■ **Exercise requirements**:
Copy the data from its beginning through the line that contains "positive clicks: (666, 350) (632, 347)", changing "prompts" to "cues" and keeping everything else the same. Leave the pictures out.

■ **Extracted entries**:
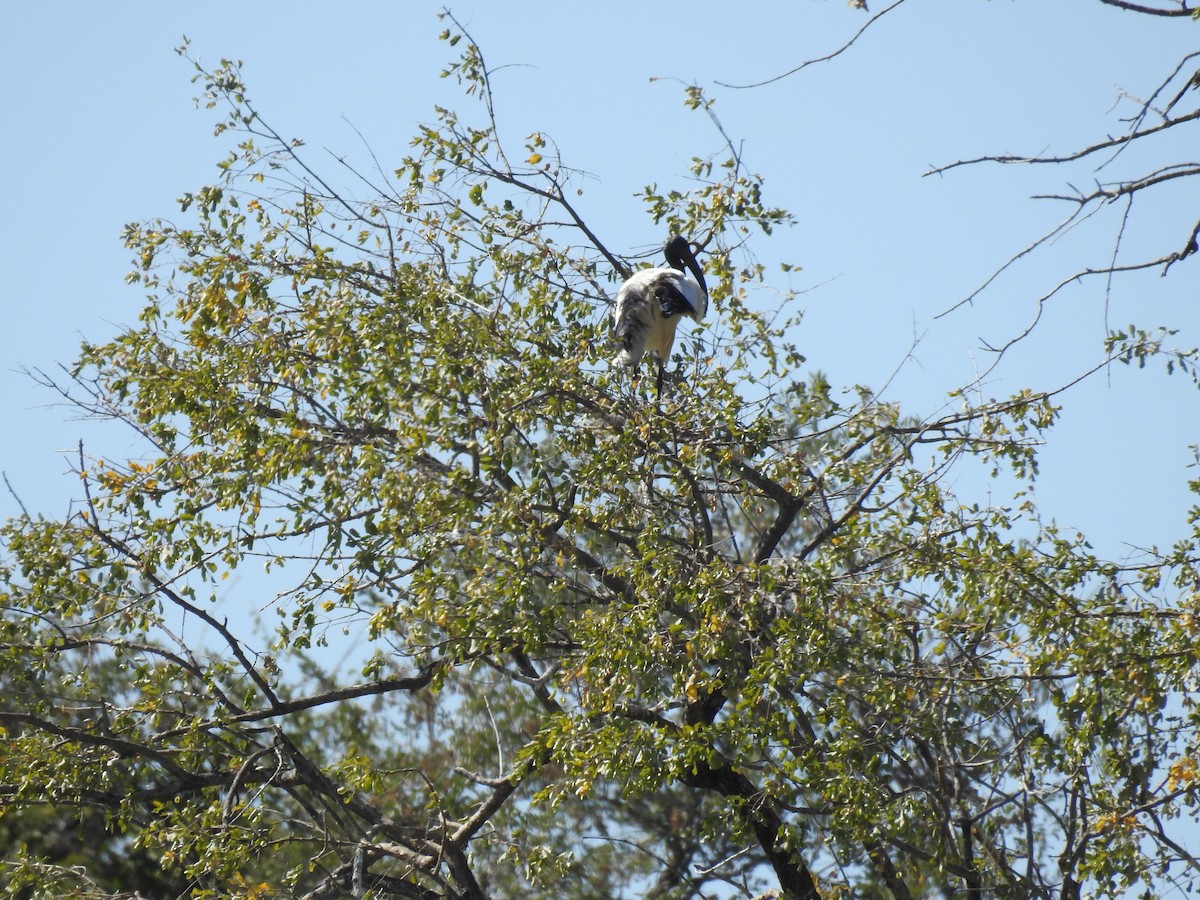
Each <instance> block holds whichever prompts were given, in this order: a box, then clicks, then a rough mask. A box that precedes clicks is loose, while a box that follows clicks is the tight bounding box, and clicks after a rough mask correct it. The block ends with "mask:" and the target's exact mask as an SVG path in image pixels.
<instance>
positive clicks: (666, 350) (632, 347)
mask: <svg viewBox="0 0 1200 900" xmlns="http://www.w3.org/2000/svg"><path fill="white" fill-rule="evenodd" d="M662 250H664V256H666V259H667V266H666V268H659V269H642V270H640V271H636V272H634V274H632V275H631V276H629V278H626V280H625V283H624V284H622V286H620V290H618V292H617V305H616V307H614V308H613V311H612V320H613V325H614V329H613V330H614V332H616V335H617V340H618V341H619V342H620V353H618V354H617V355H616V358H613V361H612V364H613V365H614V366H624V367H626V368H631V370H634V368H637V364H638V362H641V360H642V355H643V354H646V353H653V354H654V355H655V356H656V358H658V362H659V372H658V382H656V384H658V392H659V395H660V396H661V394H662V367H664V366H665V365H666V362H667V360H668V359H671V346H672V344H673V343H674V332H676V329H677V328H678V326H679V317H682V316H688V317H690V318H692V319H695V320H696V322H700V320H702V319H703V318H704V313H706V312H707V311H708V287H707V286H706V284H704V274H703V272H702V271H701V269H700V263H697V262H696V257H695V254H694V253H692V252H691V247H690V246H689V245H688V241H686V239H684V238H680V236H679V235H673V236H672V238H671V239H670V240H668V241H667V242H666V246H665V247H664V248H662ZM684 266H686V269H688V270H689V271H690V272H691V275H694V276H695V280H692V278H690V277H688V275H686V274H685V271H684Z"/></svg>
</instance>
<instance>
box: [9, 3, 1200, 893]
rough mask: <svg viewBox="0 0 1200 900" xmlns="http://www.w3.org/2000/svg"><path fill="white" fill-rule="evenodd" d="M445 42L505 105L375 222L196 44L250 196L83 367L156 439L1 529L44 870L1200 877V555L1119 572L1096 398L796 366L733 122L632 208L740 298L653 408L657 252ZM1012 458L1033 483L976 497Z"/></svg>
mask: <svg viewBox="0 0 1200 900" xmlns="http://www.w3.org/2000/svg"><path fill="white" fill-rule="evenodd" d="M443 37H444V38H445V40H446V41H448V43H449V44H450V46H455V47H461V48H462V49H461V56H460V58H458V59H457V60H456V61H455V62H454V64H451V65H450V67H449V68H448V76H450V77H454V78H456V79H457V80H458V82H460V83H461V84H462V85H463V88H464V90H466V92H467V94H468V95H469V96H472V97H473V98H474V101H475V102H476V103H478V104H479V106H478V107H476V112H478V116H479V120H478V121H472V120H466V119H463V118H461V116H460V115H458V114H456V113H455V112H451V110H449V109H439V110H438V113H437V121H436V124H433V125H430V126H426V127H422V128H420V131H419V132H418V134H416V136H415V138H414V142H413V151H412V155H410V156H409V157H407V158H404V160H403V161H402V162H401V163H400V166H398V168H396V170H395V172H394V173H391V174H385V173H383V172H379V173H373V174H372V173H362V172H354V173H352V175H353V178H354V182H353V184H354V185H356V187H355V188H354V190H360V191H366V192H367V194H368V197H367V199H365V200H360V199H356V198H354V197H352V196H350V194H349V190H350V188H346V187H341V186H337V185H336V184H335V181H334V178H332V175H330V174H329V173H324V172H322V170H319V169H318V168H317V166H316V164H314V163H313V162H312V161H311V160H310V158H308V157H307V156H306V154H305V148H304V145H302V144H301V143H300V142H295V140H287V139H283V138H282V137H281V136H280V133H278V132H276V131H275V130H274V128H271V126H270V125H269V124H268V121H266V120H265V119H264V118H262V116H260V115H259V114H258V112H257V109H256V108H254V106H253V104H252V103H251V101H250V100H248V98H247V94H246V89H245V86H244V84H242V80H241V77H240V73H239V67H238V65H236V64H233V62H229V61H226V62H222V65H221V66H220V67H217V68H215V70H212V71H206V70H204V68H200V67H199V65H198V64H197V73H198V74H197V78H198V79H199V82H200V84H202V85H203V96H204V100H205V102H206V104H208V106H209V107H210V108H220V109H222V112H223V115H222V118H221V120H220V121H218V125H217V133H218V134H221V136H224V137H229V136H233V137H234V142H235V146H234V148H233V149H232V150H230V152H229V155H228V156H227V157H226V160H224V161H223V162H222V172H223V176H222V179H221V181H220V182H218V184H216V185H212V186H208V187H204V188H202V190H198V191H196V192H192V193H188V194H186V196H185V197H184V199H182V202H181V214H182V215H186V216H187V217H188V220H187V221H186V223H181V224H174V223H170V222H167V221H157V222H150V223H143V224H133V226H130V227H128V229H127V233H126V240H127V244H128V246H130V248H131V250H132V251H133V253H134V258H136V271H134V272H133V275H132V276H131V281H132V282H134V283H137V284H139V286H140V288H142V289H143V290H144V292H145V294H146V306H145V308H144V311H143V313H142V318H140V324H139V325H138V326H137V328H133V329H130V330H127V331H126V332H124V334H121V335H119V336H118V337H115V338H114V340H113V341H110V342H108V343H104V344H88V346H85V347H84V348H83V350H82V356H80V360H79V362H78V365H77V366H76V368H73V370H72V373H71V374H72V378H71V379H68V380H67V382H66V383H64V384H59V385H56V386H58V388H59V389H60V390H61V391H62V392H64V394H66V395H67V396H70V397H71V398H72V400H73V401H74V402H76V403H78V404H79V407H80V408H83V409H85V410H88V412H90V413H92V414H95V415H100V416H106V418H112V419H114V420H118V421H121V422H125V424H127V425H130V426H132V427H133V428H134V430H136V431H137V433H138V434H139V438H140V442H142V448H143V449H142V452H140V455H138V456H137V457H136V458H125V460H119V458H110V457H91V456H89V455H86V454H85V451H84V449H83V448H80V452H79V466H78V468H79V475H80V479H82V491H83V496H82V505H80V508H79V510H78V512H77V514H76V515H74V516H72V517H70V518H67V520H65V521H53V520H47V518H44V517H32V516H24V517H22V518H19V520H16V521H13V522H10V523H8V524H7V526H6V527H5V528H4V530H2V540H4V548H5V554H4V564H2V569H0V584H2V592H4V604H5V606H6V608H7V610H8V611H10V613H8V616H6V617H5V619H4V622H2V625H0V628H2V629H4V635H2V638H0V647H2V649H4V653H2V656H0V677H2V678H4V684H5V688H6V690H5V700H4V703H2V706H0V727H4V728H5V738H6V740H5V744H4V749H2V752H0V793H2V796H4V798H5V809H6V811H5V820H0V821H8V822H12V821H13V820H12V817H13V816H16V817H18V818H17V820H16V821H17V822H20V821H22V820H20V817H38V816H40V817H43V818H44V817H65V818H66V821H71V822H78V823H79V828H80V829H82V830H83V832H85V833H86V842H84V841H83V840H80V844H79V846H78V847H77V850H78V851H79V853H78V856H76V857H73V858H70V857H61V856H58V857H56V856H54V854H52V853H49V852H48V851H47V850H46V848H44V847H43V846H38V844H37V842H36V841H19V842H17V844H14V845H10V848H8V851H7V863H6V868H5V874H4V876H2V877H4V878H5V886H6V888H7V889H8V890H10V893H13V894H22V893H24V894H28V895H37V894H56V893H66V892H67V890H68V889H70V890H74V892H78V893H80V894H83V895H95V896H114V895H121V894H125V895H130V894H132V893H134V892H150V890H168V889H173V888H167V887H160V886H150V884H149V883H146V882H134V881H131V880H133V878H142V877H145V878H150V877H151V875H150V871H149V869H148V868H146V866H144V865H143V868H142V869H133V871H132V872H131V871H125V872H114V871H109V870H106V869H104V868H103V866H101V865H98V864H97V859H98V856H100V853H98V852H96V850H95V848H96V847H97V846H100V845H104V847H106V850H107V852H109V853H112V852H113V848H118V850H128V851H132V853H131V857H130V858H131V859H133V860H134V862H137V860H143V862H144V860H155V859H156V860H158V863H160V866H161V869H162V871H161V872H155V874H154V877H157V878H163V880H167V881H168V882H174V883H176V884H186V890H187V892H188V894H190V895H193V896H210V895H211V896H215V895H245V896H286V895H298V896H311V898H322V896H364V895H367V894H368V893H370V894H371V895H373V896H402V898H442V896H445V898H482V896H511V895H517V894H523V895H530V896H547V898H562V896H577V898H589V896H596V898H599V896H605V898H607V896H620V895H647V896H658V898H685V896H713V895H744V896H751V895H755V894H760V895H761V894H763V893H768V892H772V890H774V892H775V893H776V894H778V895H782V896H788V898H814V896H839V895H848V894H851V893H853V892H859V893H872V894H881V895H884V894H890V895H892V896H896V898H907V896H916V895H926V894H935V893H937V892H943V893H946V894H947V895H949V894H953V893H965V894H966V895H968V896H982V895H984V894H985V893H986V894H989V895H1002V896H1063V898H1072V896H1080V895H1081V892H1082V889H1084V888H1085V887H1086V889H1088V890H1090V892H1091V893H1093V894H1096V895H1112V896H1117V895H1124V894H1126V892H1127V890H1128V889H1129V888H1130V887H1133V886H1135V884H1142V886H1145V888H1146V890H1147V892H1150V890H1152V889H1153V887H1154V886H1160V884H1164V883H1171V882H1172V881H1178V882H1180V883H1182V882H1186V881H1188V880H1189V878H1194V872H1195V871H1196V870H1198V869H1200V863H1198V862H1196V860H1195V859H1194V858H1193V856H1192V854H1190V853H1189V852H1188V851H1187V850H1186V846H1184V841H1186V838H1184V836H1181V834H1180V829H1181V827H1186V826H1188V824H1194V818H1195V804H1196V791H1195V760H1196V758H1198V754H1200V751H1198V748H1196V740H1198V738H1196V713H1195V710H1194V707H1193V704H1192V702H1190V701H1189V700H1188V696H1189V692H1190V690H1192V688H1193V686H1194V682H1195V679H1196V662H1195V660H1196V654H1195V650H1194V647H1195V641H1196V608H1195V607H1196V600H1198V598H1200V592H1198V590H1196V586H1198V583H1200V577H1198V575H1200V574H1198V569H1196V547H1195V541H1196V535H1195V534H1192V535H1189V536H1187V538H1186V539H1183V540H1181V541H1180V544H1178V545H1177V546H1176V547H1174V548H1172V550H1171V552H1170V553H1168V554H1165V556H1163V557H1162V558H1158V559H1151V560H1148V562H1141V560H1139V562H1138V563H1136V564H1116V563H1111V562H1108V560H1104V559H1099V558H1097V557H1096V556H1094V554H1092V552H1091V550H1090V547H1088V545H1087V544H1086V540H1085V539H1084V538H1082V536H1081V535H1069V534H1062V533H1060V532H1058V530H1057V529H1056V528H1054V527H1052V526H1044V524H1040V523H1039V520H1038V517H1037V511H1036V509H1034V508H1033V504H1032V500H1031V498H1030V496H1028V493H1027V487H1028V485H1030V484H1031V481H1032V479H1033V476H1034V474H1036V470H1037V455H1036V443H1037V440H1038V439H1039V437H1040V436H1042V434H1044V433H1045V432H1046V430H1049V428H1050V427H1051V426H1052V425H1054V422H1055V420H1056V416H1057V410H1058V407H1057V404H1058V403H1060V402H1061V397H1062V395H1063V389H1062V388H1055V389H1049V390H1045V389H1042V390H1036V389H1028V390H1024V391H1020V392H1018V394H1016V395H1014V396H1010V397H998V398H990V397H986V396H984V394H983V389H982V388H980V386H979V385H966V386H964V388H961V389H960V390H958V391H955V394H954V397H955V401H956V404H958V408H956V409H955V410H954V412H953V413H948V414H941V415H938V416H935V418H928V419H926V418H918V416H913V415H910V414H906V413H905V410H902V409H900V408H899V407H898V406H896V404H894V403H886V402H882V401H881V400H878V397H877V396H876V395H875V394H874V392H872V391H871V390H869V389H866V388H860V389H858V391H857V394H856V395H854V400H853V402H850V401H846V400H845V398H839V397H841V395H839V394H836V392H835V391H833V390H832V389H830V386H829V385H828V384H827V382H826V379H824V378H823V377H822V376H821V374H820V373H806V372H804V371H803V368H802V365H803V358H802V356H800V354H799V353H798V350H797V349H796V347H794V346H793V344H792V343H791V341H790V334H791V326H792V324H793V322H794V318H796V316H797V314H798V311H797V310H794V302H796V298H793V296H787V298H785V300H784V302H782V304H781V306H780V308H778V310H763V308H758V307H756V306H754V305H751V304H749V302H748V299H746V295H745V293H744V289H743V288H742V287H739V281H740V282H742V283H745V282H748V281H756V280H764V278H767V272H766V271H764V269H763V268H762V266H761V265H758V264H756V263H755V258H754V256H751V253H750V250H751V248H752V246H754V245H755V244H756V242H757V241H761V240H764V239H766V238H767V235H770V234H772V233H773V232H775V230H778V229H779V228H781V227H785V226H786V224H787V222H788V221H790V217H788V215H787V212H786V211H784V210H780V209H776V208H773V206H772V205H770V204H769V203H768V202H767V199H766V198H764V197H763V193H762V181H761V179H758V178H757V176H756V175H754V174H751V173H750V172H749V170H748V168H746V166H745V163H744V161H743V160H742V158H740V156H739V154H738V152H737V151H736V150H734V148H733V146H732V144H728V145H727V146H726V148H725V150H724V151H722V152H721V154H719V155H716V156H714V157H712V158H696V160H695V161H694V164H692V172H691V174H692V176H694V179H695V182H694V184H695V186H694V187H692V188H691V190H689V191H677V190H664V188H659V187H658V186H656V185H650V186H648V187H647V188H646V191H644V194H643V196H644V200H646V204H647V211H648V215H649V216H650V217H652V218H653V221H654V222H656V223H659V226H660V227H661V229H662V232H664V234H666V233H668V232H670V233H678V234H685V235H691V236H694V239H695V240H696V241H697V242H698V244H700V245H702V246H703V248H704V257H703V258H704V264H706V269H707V274H708V281H709V284H710V286H712V300H713V308H714V311H716V312H718V316H713V319H716V322H715V323H714V324H713V325H712V326H710V329H709V330H707V331H704V332H702V334H701V336H697V337H691V338H690V340H686V341H684V342H683V343H684V347H683V348H682V353H680V354H679V355H678V358H677V361H676V362H673V364H672V368H673V370H674V372H676V373H677V374H676V377H674V378H673V379H671V384H668V386H667V388H666V389H665V390H664V395H662V397H661V398H655V397H654V394H653V390H652V389H649V385H648V384H646V383H640V382H636V380H635V382H632V383H631V382H630V380H629V379H628V378H626V377H624V376H623V374H622V373H618V372H613V371H611V368H610V366H608V364H607V359H608V356H611V347H610V346H608V337H607V307H606V305H605V299H606V298H611V296H612V295H613V294H614V288H616V286H617V283H618V282H619V278H620V276H622V275H624V274H628V271H629V270H630V268H631V266H630V264H629V263H628V262H626V260H625V258H624V257H623V250H624V248H620V247H613V246H611V244H610V242H607V241H605V240H604V239H602V236H601V235H599V234H596V233H595V230H594V229H593V228H590V227H589V224H588V223H587V222H586V221H584V220H583V217H582V216H581V215H580V212H578V211H577V209H576V206H575V205H572V198H574V197H575V192H576V191H577V190H578V184H580V182H578V179H577V175H576V173H574V172H572V170H571V169H570V168H569V167H568V166H566V164H565V163H564V162H563V160H562V158H560V156H559V154H558V151H557V149H556V148H554V146H553V144H552V142H551V140H550V139H548V138H547V137H545V136H542V134H540V133H534V134H532V136H529V137H528V139H527V142H526V144H524V146H523V148H521V149H520V152H516V151H515V150H514V149H512V148H511V146H506V145H505V144H504V143H502V140H500V137H499V130H498V127H497V122H496V121H494V116H493V110H492V103H491V97H492V95H491V85H490V80H488V70H487V67H486V65H485V61H484V58H482V55H481V52H480V49H479V48H478V46H475V43H474V42H473V41H472V40H470V38H469V36H467V35H466V32H464V31H463V30H462V29H461V28H460V26H458V24H457V23H455V22H454V19H452V18H450V19H449V28H448V30H446V31H445V34H444V35H443ZM181 49H182V52H184V53H185V54H186V53H187V50H186V48H181ZM685 100H686V102H688V103H689V106H691V107H692V108H694V109H695V110H697V112H700V113H708V114H712V112H713V110H712V103H710V101H709V98H708V97H706V96H704V94H703V92H702V91H701V90H700V89H697V88H689V89H688V91H686V94H685ZM714 122H715V119H714ZM719 133H721V132H719ZM1115 349H1116V348H1115ZM1127 349H1128V350H1129V352H1130V353H1132V354H1133V355H1135V356H1136V355H1138V354H1142V355H1145V354H1151V353H1153V352H1156V346H1154V344H1153V342H1152V340H1151V338H1150V337H1138V336H1133V337H1130V343H1129V344H1128V347H1127ZM1102 366H1103V361H1102V364H1100V365H1099V366H1098V367H1097V371H1098V370H1099V368H1100V367H1102ZM974 466H978V467H982V468H983V470H984V472H985V473H986V472H990V473H995V474H997V475H998V474H1000V472H1001V470H1004V472H1006V473H1007V475H1008V478H1010V479H1013V480H1014V481H1015V484H1016V488H1015V492H1014V497H1013V499H1012V502H1010V503H1004V504H1001V505H980V504H977V503H973V502H971V500H970V499H960V498H958V497H955V496H954V493H953V492H952V490H950V487H949V482H948V479H947V473H949V472H952V470H961V469H964V468H968V467H974ZM1194 487H1195V488H1200V484H1198V485H1194ZM258 565H262V568H263V569H265V575H263V576H253V577H252V576H251V575H250V570H251V569H252V568H257V566H258ZM239 606H240V607H241V610H239V608H238V607H239ZM246 607H250V608H253V610H271V614H274V616H276V617H277V620H276V622H275V623H274V625H275V630H274V635H272V636H271V637H269V638H268V637H263V636H262V635H258V634H256V631H254V629H253V624H252V622H250V617H248V616H246V613H245V608H246ZM347 644H349V646H350V647H353V649H354V652H355V654H358V658H359V659H360V665H361V677H360V678H359V679H356V680H355V682H353V683H346V682H344V680H342V679H341V678H340V673H338V672H337V671H336V670H335V668H332V667H330V666H328V665H326V662H324V661H323V660H322V659H320V658H319V654H320V653H322V650H323V648H326V647H335V646H342V647H344V646H347ZM25 821H30V820H25ZM97 822H102V823H103V827H104V829H106V834H107V835H108V838H106V839H104V840H103V841H102V840H100V839H98V835H96V834H95V826H96V823H97ZM10 833H16V829H12V830H11V832H10ZM106 841H107V844H106ZM89 847H90V848H92V852H89ZM133 854H136V856H133ZM77 860H82V862H77Z"/></svg>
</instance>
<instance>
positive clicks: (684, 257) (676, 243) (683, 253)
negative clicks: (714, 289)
mask: <svg viewBox="0 0 1200 900" xmlns="http://www.w3.org/2000/svg"><path fill="white" fill-rule="evenodd" d="M662 253H664V256H666V258H667V265H670V266H671V268H672V269H678V270H679V271H683V268H684V266H685V265H686V266H688V269H689V270H690V271H691V274H692V275H694V276H696V283H697V284H700V289H701V290H703V292H704V296H708V286H707V284H706V283H704V272H703V271H701V269H700V263H697V262H696V257H695V254H694V253H692V252H691V246H690V245H689V244H688V239H686V238H683V236H680V235H678V234H672V235H671V236H670V238H668V239H667V242H666V246H665V247H664V248H662Z"/></svg>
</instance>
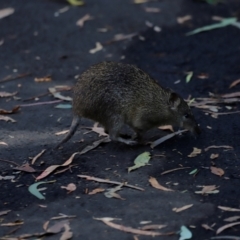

■ **Finished task**:
Each <instance> block holds whichever cues were given, in this order: a box, then clicks, then a rough mask. A box that precedes clicks is loose, while a box that follows clicks is the tight bounding box, and clicks after a rough mask correct it. The block ends with "mask:" and the target's exact mask as an SVG path in image pixels.
<instance>
positive clicks: (666, 350) (632, 347)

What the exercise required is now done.